(AIM OF THE TASK): Please copy everything from the line containing "According to records, this image contains the yellow painted" down to the line containing "515;73;546;245", and reproduce those lines without any change.

(DATA SUPPLIED):
--------

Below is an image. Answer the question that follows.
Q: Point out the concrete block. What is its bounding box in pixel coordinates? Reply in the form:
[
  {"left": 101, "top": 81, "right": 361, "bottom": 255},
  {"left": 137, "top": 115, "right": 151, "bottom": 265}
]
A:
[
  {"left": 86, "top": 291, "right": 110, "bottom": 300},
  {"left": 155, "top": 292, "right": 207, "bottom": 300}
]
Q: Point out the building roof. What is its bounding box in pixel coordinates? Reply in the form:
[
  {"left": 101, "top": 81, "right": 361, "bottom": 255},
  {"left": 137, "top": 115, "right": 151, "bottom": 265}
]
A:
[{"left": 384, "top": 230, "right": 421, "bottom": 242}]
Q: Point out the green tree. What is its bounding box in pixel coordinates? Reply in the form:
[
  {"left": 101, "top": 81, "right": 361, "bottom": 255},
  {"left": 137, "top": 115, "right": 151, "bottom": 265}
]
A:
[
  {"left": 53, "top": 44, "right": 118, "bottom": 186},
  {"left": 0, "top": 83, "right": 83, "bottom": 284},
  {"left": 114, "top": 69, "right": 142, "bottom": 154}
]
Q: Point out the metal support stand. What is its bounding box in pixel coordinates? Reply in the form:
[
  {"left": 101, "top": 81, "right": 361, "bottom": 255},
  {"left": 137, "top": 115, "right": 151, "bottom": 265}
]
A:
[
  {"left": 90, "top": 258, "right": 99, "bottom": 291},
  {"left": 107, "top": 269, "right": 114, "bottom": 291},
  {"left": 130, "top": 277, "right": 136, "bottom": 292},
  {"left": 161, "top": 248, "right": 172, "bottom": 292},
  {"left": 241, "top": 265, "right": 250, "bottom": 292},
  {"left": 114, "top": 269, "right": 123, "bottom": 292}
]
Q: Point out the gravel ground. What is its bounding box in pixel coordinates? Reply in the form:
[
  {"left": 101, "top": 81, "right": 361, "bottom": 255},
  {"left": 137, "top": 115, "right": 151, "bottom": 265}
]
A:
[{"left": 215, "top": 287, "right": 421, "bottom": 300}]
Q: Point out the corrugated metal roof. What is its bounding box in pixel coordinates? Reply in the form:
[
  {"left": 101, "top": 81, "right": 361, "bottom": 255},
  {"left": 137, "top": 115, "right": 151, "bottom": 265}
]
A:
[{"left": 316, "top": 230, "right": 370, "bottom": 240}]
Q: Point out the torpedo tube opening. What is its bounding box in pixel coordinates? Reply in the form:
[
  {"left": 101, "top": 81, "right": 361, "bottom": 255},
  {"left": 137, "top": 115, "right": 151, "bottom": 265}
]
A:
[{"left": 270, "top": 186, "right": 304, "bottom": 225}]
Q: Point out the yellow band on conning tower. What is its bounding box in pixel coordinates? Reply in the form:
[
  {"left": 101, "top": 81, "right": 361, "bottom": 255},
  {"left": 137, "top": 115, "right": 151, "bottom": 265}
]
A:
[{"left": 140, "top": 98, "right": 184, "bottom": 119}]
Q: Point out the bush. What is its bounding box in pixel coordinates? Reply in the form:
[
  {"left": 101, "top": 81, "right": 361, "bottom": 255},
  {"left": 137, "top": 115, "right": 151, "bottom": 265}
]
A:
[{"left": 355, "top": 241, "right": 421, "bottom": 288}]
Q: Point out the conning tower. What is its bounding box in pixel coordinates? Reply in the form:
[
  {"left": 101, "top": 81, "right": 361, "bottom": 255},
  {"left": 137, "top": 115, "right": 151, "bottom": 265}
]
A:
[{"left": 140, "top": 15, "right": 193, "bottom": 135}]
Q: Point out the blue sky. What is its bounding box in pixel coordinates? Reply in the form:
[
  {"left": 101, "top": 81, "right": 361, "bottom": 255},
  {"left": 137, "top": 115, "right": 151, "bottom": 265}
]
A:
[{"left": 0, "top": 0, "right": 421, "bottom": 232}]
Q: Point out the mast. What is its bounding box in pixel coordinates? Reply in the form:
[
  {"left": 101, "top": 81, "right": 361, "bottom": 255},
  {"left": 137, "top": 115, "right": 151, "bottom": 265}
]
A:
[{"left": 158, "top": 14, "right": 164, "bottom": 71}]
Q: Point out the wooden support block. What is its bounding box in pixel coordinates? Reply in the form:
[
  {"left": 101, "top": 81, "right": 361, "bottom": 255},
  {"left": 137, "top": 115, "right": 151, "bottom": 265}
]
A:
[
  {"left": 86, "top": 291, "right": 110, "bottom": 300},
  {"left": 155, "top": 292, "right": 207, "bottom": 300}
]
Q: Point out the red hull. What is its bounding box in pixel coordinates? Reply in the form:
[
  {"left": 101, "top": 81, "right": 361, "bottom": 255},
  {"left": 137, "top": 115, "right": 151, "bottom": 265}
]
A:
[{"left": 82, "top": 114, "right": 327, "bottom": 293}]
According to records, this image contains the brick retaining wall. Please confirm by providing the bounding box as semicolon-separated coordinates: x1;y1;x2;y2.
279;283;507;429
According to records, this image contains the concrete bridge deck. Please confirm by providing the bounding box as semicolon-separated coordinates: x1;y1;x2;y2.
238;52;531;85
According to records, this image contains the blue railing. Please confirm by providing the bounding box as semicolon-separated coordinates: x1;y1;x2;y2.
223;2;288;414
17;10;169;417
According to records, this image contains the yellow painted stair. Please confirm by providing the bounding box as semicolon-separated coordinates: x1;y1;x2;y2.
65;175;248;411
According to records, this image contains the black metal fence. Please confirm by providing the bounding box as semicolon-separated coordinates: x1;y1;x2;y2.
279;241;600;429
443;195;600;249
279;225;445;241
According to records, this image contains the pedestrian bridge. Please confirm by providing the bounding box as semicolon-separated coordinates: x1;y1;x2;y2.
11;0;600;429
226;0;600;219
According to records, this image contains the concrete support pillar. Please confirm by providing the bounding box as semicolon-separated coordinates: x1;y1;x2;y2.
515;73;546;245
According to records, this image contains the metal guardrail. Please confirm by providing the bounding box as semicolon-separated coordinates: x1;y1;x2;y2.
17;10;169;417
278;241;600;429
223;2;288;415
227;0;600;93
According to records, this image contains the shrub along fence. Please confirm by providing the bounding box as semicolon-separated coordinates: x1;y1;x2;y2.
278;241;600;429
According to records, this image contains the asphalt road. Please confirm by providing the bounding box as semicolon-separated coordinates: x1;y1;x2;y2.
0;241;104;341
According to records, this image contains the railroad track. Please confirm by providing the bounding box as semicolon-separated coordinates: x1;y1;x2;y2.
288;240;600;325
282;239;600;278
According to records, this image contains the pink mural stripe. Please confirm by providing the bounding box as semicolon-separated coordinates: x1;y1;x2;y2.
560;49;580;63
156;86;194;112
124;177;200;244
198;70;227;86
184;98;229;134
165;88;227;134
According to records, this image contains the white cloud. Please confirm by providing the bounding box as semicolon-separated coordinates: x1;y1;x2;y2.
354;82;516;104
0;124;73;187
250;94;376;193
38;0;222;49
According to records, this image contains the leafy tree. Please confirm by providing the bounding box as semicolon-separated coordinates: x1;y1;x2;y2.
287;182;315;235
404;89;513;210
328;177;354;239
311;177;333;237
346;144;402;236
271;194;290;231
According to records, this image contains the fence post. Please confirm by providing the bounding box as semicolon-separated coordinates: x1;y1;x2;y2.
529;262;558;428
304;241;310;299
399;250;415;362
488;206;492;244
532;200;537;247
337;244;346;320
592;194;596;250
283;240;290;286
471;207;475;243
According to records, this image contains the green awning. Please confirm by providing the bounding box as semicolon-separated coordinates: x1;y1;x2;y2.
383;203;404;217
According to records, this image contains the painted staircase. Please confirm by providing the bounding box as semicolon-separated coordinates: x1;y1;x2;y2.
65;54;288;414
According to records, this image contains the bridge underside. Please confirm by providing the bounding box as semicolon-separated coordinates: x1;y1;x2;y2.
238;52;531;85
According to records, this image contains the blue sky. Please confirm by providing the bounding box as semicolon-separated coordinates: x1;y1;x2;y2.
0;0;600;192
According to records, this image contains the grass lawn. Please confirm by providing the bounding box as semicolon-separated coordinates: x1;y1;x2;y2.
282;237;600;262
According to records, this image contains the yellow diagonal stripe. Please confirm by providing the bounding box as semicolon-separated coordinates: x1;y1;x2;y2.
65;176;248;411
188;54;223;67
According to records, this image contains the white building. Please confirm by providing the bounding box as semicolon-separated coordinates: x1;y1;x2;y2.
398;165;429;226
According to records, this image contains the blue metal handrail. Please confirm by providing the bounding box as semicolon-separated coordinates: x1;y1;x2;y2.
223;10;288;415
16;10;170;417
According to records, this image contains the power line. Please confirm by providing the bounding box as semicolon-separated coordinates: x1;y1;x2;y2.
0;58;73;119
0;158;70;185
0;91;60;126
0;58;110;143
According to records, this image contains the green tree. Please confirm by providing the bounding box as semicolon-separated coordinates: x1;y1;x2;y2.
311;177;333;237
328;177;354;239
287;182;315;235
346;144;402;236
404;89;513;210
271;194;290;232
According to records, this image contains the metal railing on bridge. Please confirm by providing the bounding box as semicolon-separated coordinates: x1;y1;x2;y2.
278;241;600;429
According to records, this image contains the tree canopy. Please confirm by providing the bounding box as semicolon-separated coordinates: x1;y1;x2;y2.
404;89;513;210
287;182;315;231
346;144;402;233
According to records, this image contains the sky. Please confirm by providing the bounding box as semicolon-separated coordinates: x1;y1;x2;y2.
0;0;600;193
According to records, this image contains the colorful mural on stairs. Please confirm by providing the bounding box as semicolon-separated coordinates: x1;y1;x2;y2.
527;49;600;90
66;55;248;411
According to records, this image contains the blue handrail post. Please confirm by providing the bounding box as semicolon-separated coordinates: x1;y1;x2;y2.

--------

(FINAL RESULT):
According to records, this image contains the yellow painted stair. Please confirm by providing the bounding box as semicolon-separated coordinates: x1;y1;x2;y2.
65;175;248;411
According to records, this image contains the black metal fence. Please confirm by providing the bounding box as semicolon-separated coordinates: x1;y1;x2;y2.
279;241;600;429
443;195;600;249
279;225;445;241
According to records, this image contains the pedestrian bridge. Please confirm by providing the bounding box as semicolon-separated coordinates: x1;y1;x2;y2.
11;0;600;429
226;0;600;219
According to records, this image contains the concrete support pillar. Please confirm by providing the bounding box as semicolon-separated coordinates: x1;y1;x2;y2.
515;73;546;245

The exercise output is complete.